## Work required
Transcribe word for word the lines below from the line with "the sky => a" through the line with "the exterior wall", ends included.

─── Data for the task ───

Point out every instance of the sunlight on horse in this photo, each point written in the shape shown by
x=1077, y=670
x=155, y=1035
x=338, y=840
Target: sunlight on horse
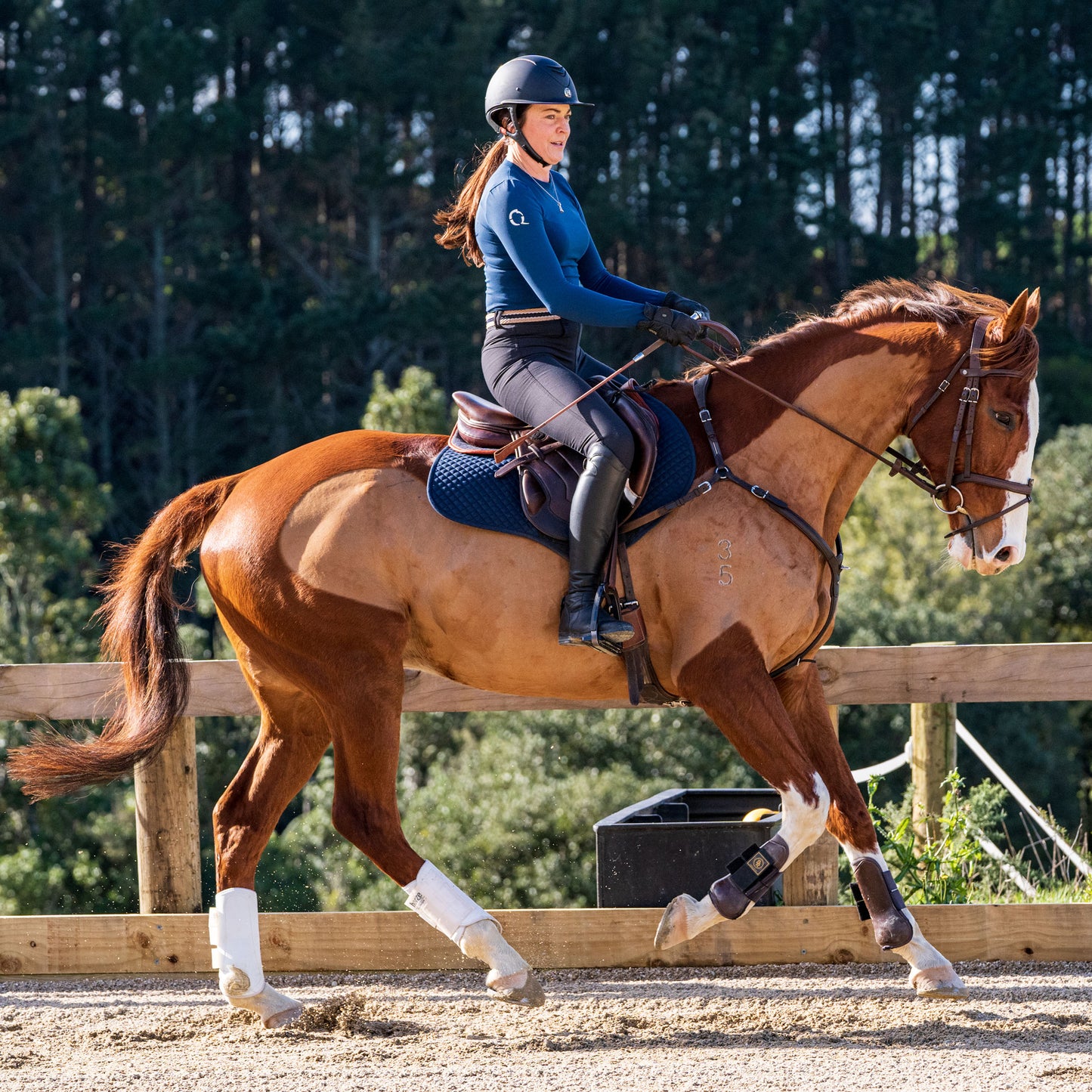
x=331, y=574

───
─── Data for the task ───

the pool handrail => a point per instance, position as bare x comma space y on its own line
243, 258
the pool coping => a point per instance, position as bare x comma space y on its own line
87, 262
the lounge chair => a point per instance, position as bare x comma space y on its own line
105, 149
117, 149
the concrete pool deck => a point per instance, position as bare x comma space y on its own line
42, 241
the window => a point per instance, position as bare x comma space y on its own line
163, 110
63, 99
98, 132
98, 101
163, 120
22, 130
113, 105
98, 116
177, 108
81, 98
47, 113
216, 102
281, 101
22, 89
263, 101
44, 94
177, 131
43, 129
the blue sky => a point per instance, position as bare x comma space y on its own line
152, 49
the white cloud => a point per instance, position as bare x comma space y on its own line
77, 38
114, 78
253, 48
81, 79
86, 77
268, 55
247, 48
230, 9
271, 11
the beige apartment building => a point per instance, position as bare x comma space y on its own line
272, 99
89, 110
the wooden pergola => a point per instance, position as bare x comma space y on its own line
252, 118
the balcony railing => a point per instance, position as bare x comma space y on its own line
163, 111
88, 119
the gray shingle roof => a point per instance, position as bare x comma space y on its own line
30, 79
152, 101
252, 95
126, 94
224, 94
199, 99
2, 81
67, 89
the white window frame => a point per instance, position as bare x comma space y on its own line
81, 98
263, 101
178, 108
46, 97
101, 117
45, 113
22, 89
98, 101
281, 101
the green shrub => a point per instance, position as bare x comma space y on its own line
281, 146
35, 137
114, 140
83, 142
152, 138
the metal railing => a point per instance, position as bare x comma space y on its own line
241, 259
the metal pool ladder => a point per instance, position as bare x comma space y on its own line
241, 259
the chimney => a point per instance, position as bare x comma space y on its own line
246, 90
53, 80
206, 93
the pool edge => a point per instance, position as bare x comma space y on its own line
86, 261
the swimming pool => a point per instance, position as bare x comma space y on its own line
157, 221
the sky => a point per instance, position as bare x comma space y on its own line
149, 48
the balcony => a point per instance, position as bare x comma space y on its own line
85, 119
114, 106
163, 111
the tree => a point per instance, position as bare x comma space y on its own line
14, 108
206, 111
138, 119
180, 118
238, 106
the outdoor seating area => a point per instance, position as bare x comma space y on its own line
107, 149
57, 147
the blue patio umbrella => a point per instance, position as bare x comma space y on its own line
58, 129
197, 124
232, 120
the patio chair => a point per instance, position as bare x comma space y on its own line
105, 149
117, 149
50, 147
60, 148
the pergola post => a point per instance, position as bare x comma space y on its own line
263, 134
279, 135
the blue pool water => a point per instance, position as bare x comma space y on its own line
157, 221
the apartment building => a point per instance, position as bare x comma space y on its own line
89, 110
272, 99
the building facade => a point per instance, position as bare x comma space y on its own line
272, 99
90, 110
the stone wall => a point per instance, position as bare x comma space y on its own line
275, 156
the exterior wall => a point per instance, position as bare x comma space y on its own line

───

## Reply
the sky => a point per instance, position as bare x comma space y on its own line
149, 48
the balcony => a point per instance, position as bare x comma space y on its own line
85, 119
114, 106
163, 111
the tree => a point per instance, position as bare x comma space y on its own line
14, 108
206, 111
138, 119
180, 118
238, 106
the outdoor seating area => a point per instance, position as bare x comma space y on its own line
107, 149
57, 147
the blue patio umbrella => a point per instance, position as bare x comma space y on its own line
58, 129
197, 124
232, 120
the patio chair => a point per instance, position as bare x comma space y on its own line
105, 149
117, 149
50, 147
60, 148
the pergola post => a point per instance, position as bare x comma space y on its own line
263, 134
279, 135
the blue pool water => a point per instance, position as bare x comma space y on its own line
157, 221
the apartment building => a point per instance, position as bare x comma space y on its own line
89, 110
272, 99
the building facade => a point per instance, position as bare x comma space y on its own line
272, 99
90, 110
the stone wall => a point per instance, position as bare x comma space y on its own line
275, 156
the exterior wall => a point per instance, position as bare x comma space y on its own line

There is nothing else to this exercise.